▸ **What you will do**
From the entries that follow, copy each line in which "tree" appears.

======== Material for this exercise

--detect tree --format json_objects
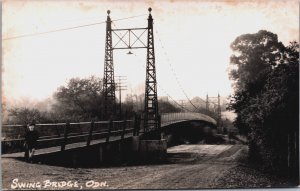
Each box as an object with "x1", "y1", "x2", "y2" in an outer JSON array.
[
  {"x1": 53, "y1": 76, "x2": 105, "y2": 121},
  {"x1": 158, "y1": 100, "x2": 181, "y2": 113},
  {"x1": 228, "y1": 30, "x2": 299, "y2": 175},
  {"x1": 229, "y1": 30, "x2": 285, "y2": 91},
  {"x1": 258, "y1": 42, "x2": 299, "y2": 173},
  {"x1": 8, "y1": 107, "x2": 42, "y2": 125},
  {"x1": 229, "y1": 30, "x2": 286, "y2": 134}
]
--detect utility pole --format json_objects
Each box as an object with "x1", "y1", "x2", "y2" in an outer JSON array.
[
  {"x1": 206, "y1": 94, "x2": 209, "y2": 112},
  {"x1": 217, "y1": 94, "x2": 221, "y2": 128},
  {"x1": 115, "y1": 76, "x2": 127, "y2": 119},
  {"x1": 179, "y1": 100, "x2": 185, "y2": 112}
]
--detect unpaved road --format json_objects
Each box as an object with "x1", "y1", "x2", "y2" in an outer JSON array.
[{"x1": 2, "y1": 144, "x2": 252, "y2": 189}]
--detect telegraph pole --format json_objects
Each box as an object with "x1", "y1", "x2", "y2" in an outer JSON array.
[
  {"x1": 206, "y1": 94, "x2": 209, "y2": 111},
  {"x1": 217, "y1": 94, "x2": 221, "y2": 128},
  {"x1": 179, "y1": 100, "x2": 185, "y2": 112},
  {"x1": 115, "y1": 76, "x2": 127, "y2": 119}
]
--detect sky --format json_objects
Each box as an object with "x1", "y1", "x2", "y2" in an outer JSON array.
[{"x1": 2, "y1": 0, "x2": 299, "y2": 105}]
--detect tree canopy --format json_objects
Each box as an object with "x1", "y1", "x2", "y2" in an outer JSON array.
[
  {"x1": 228, "y1": 30, "x2": 299, "y2": 174},
  {"x1": 8, "y1": 107, "x2": 41, "y2": 125},
  {"x1": 53, "y1": 76, "x2": 104, "y2": 121},
  {"x1": 229, "y1": 30, "x2": 286, "y2": 90}
]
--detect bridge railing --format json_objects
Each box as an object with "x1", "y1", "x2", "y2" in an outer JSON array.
[
  {"x1": 2, "y1": 112, "x2": 216, "y2": 154},
  {"x1": 2, "y1": 119, "x2": 138, "y2": 154}
]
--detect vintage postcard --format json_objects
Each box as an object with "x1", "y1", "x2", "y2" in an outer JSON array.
[{"x1": 1, "y1": 0, "x2": 299, "y2": 190}]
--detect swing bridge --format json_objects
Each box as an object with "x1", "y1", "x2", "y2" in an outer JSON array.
[{"x1": 2, "y1": 8, "x2": 221, "y2": 164}]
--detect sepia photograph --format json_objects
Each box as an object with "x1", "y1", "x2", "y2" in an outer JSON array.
[{"x1": 1, "y1": 0, "x2": 299, "y2": 190}]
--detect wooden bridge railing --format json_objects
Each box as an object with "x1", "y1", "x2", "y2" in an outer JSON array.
[
  {"x1": 2, "y1": 112, "x2": 216, "y2": 154},
  {"x1": 2, "y1": 116, "x2": 142, "y2": 154}
]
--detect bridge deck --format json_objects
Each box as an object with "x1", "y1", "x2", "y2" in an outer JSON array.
[{"x1": 2, "y1": 113, "x2": 217, "y2": 158}]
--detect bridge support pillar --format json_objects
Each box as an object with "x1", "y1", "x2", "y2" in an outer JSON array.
[
  {"x1": 132, "y1": 136, "x2": 140, "y2": 151},
  {"x1": 99, "y1": 146, "x2": 103, "y2": 163},
  {"x1": 139, "y1": 139, "x2": 167, "y2": 162}
]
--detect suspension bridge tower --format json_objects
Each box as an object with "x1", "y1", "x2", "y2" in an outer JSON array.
[
  {"x1": 103, "y1": 10, "x2": 116, "y2": 119},
  {"x1": 206, "y1": 94, "x2": 222, "y2": 131},
  {"x1": 102, "y1": 8, "x2": 159, "y2": 133},
  {"x1": 144, "y1": 8, "x2": 159, "y2": 131}
]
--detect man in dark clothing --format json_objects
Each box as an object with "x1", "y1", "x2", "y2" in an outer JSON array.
[{"x1": 24, "y1": 122, "x2": 39, "y2": 162}]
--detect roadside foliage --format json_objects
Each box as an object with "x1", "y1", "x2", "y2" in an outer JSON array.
[{"x1": 228, "y1": 30, "x2": 299, "y2": 177}]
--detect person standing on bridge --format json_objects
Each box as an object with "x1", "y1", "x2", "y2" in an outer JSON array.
[{"x1": 24, "y1": 121, "x2": 39, "y2": 162}]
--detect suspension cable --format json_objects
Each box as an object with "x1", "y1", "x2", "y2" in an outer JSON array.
[
  {"x1": 154, "y1": 29, "x2": 200, "y2": 112},
  {"x1": 3, "y1": 14, "x2": 147, "y2": 41},
  {"x1": 109, "y1": 21, "x2": 193, "y2": 113},
  {"x1": 130, "y1": 52, "x2": 192, "y2": 112}
]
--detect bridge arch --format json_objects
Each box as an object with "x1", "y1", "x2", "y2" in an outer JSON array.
[
  {"x1": 161, "y1": 112, "x2": 217, "y2": 127},
  {"x1": 141, "y1": 112, "x2": 217, "y2": 142}
]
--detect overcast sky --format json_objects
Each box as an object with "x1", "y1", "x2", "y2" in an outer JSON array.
[{"x1": 2, "y1": 0, "x2": 299, "y2": 104}]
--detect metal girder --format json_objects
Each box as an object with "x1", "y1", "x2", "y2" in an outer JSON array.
[
  {"x1": 112, "y1": 27, "x2": 148, "y2": 31},
  {"x1": 112, "y1": 47, "x2": 147, "y2": 50},
  {"x1": 111, "y1": 27, "x2": 148, "y2": 50}
]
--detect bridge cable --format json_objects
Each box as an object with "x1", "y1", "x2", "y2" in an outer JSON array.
[
  {"x1": 3, "y1": 14, "x2": 147, "y2": 41},
  {"x1": 130, "y1": 51, "x2": 192, "y2": 112},
  {"x1": 154, "y1": 29, "x2": 200, "y2": 112},
  {"x1": 110, "y1": 21, "x2": 193, "y2": 113}
]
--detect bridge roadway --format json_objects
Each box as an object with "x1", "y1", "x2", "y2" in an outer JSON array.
[{"x1": 2, "y1": 112, "x2": 217, "y2": 158}]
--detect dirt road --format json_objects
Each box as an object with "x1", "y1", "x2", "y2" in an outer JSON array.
[{"x1": 2, "y1": 144, "x2": 282, "y2": 190}]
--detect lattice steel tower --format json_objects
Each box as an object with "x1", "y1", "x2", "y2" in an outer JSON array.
[
  {"x1": 144, "y1": 8, "x2": 159, "y2": 131},
  {"x1": 103, "y1": 10, "x2": 116, "y2": 119},
  {"x1": 102, "y1": 8, "x2": 159, "y2": 131},
  {"x1": 206, "y1": 94, "x2": 222, "y2": 128}
]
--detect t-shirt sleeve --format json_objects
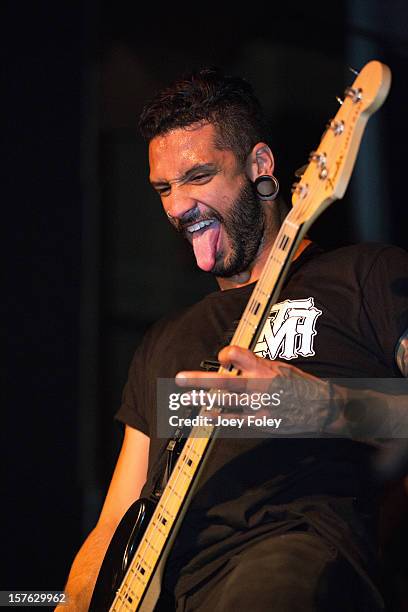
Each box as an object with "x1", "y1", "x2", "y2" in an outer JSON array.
[
  {"x1": 114, "y1": 307, "x2": 189, "y2": 437},
  {"x1": 115, "y1": 319, "x2": 166, "y2": 436},
  {"x1": 115, "y1": 340, "x2": 151, "y2": 436},
  {"x1": 361, "y1": 245, "x2": 408, "y2": 371}
]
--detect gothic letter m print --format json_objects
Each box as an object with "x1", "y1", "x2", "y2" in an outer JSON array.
[{"x1": 254, "y1": 298, "x2": 322, "y2": 361}]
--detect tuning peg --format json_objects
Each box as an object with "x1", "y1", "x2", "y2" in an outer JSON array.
[
  {"x1": 327, "y1": 118, "x2": 345, "y2": 136},
  {"x1": 348, "y1": 66, "x2": 359, "y2": 76},
  {"x1": 336, "y1": 96, "x2": 343, "y2": 106},
  {"x1": 291, "y1": 182, "x2": 309, "y2": 199},
  {"x1": 294, "y1": 164, "x2": 308, "y2": 178},
  {"x1": 309, "y1": 151, "x2": 327, "y2": 167},
  {"x1": 344, "y1": 86, "x2": 363, "y2": 103}
]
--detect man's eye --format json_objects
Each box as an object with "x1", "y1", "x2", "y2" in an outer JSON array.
[
  {"x1": 192, "y1": 173, "x2": 211, "y2": 182},
  {"x1": 157, "y1": 187, "x2": 170, "y2": 197}
]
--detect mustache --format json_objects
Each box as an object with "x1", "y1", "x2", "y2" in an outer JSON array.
[{"x1": 172, "y1": 208, "x2": 223, "y2": 233}]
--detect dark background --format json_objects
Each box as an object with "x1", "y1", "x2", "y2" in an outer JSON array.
[{"x1": 4, "y1": 0, "x2": 408, "y2": 598}]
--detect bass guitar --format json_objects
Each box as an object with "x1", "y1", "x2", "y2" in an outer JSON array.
[{"x1": 90, "y1": 60, "x2": 391, "y2": 611}]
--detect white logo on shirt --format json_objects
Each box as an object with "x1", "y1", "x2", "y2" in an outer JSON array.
[{"x1": 254, "y1": 297, "x2": 322, "y2": 361}]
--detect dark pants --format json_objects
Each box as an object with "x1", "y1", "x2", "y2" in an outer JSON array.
[{"x1": 173, "y1": 532, "x2": 383, "y2": 612}]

================

▸ **Solution**
--detect tree --format json_objects
--detect tree canopy --format json_objects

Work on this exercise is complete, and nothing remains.